# [Description of the task]
Count the lines in the records below that contain the string "instance". Reply with the number only.

# [Record extracts]
┏━━

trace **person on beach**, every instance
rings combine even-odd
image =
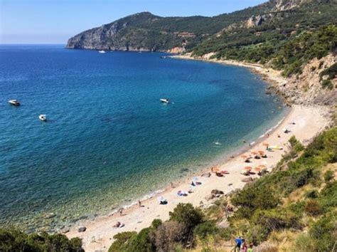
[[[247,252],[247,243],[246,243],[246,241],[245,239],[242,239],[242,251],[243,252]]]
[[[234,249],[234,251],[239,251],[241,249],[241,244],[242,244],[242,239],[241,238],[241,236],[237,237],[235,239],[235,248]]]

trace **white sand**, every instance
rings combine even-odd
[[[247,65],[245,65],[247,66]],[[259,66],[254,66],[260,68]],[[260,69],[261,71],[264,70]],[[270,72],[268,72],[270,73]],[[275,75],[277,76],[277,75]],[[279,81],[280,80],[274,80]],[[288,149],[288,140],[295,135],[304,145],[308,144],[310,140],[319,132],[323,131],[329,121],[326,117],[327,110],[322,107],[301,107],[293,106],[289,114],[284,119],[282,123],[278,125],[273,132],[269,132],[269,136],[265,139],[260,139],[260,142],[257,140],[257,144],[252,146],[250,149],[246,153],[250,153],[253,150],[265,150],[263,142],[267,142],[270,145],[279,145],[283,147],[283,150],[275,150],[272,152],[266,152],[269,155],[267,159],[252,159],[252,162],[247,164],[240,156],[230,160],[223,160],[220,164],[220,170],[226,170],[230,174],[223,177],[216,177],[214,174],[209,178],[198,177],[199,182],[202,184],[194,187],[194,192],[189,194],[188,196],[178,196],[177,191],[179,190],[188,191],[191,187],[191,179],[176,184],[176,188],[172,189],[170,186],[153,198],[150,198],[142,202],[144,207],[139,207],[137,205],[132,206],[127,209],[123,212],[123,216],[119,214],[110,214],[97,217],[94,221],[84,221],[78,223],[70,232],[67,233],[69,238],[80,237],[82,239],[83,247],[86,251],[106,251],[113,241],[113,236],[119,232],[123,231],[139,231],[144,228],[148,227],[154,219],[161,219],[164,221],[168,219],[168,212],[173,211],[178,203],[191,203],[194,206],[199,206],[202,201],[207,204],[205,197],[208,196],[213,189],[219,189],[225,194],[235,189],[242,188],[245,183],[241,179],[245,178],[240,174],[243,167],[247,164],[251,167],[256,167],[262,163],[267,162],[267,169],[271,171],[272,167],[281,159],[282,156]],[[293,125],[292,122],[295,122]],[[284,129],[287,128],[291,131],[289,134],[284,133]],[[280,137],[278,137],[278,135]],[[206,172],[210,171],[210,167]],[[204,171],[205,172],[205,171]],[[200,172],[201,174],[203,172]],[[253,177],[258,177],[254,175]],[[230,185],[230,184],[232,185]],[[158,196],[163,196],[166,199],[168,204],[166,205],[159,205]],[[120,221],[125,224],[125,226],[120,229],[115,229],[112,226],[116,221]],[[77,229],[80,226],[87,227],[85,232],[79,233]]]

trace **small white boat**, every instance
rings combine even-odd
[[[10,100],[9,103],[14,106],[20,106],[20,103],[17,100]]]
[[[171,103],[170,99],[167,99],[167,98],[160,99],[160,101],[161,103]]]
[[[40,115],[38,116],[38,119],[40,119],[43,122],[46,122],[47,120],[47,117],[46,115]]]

┗━━
┏━━

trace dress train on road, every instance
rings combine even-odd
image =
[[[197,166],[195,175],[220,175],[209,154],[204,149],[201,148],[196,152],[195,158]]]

┗━━

# [Output for this task]
4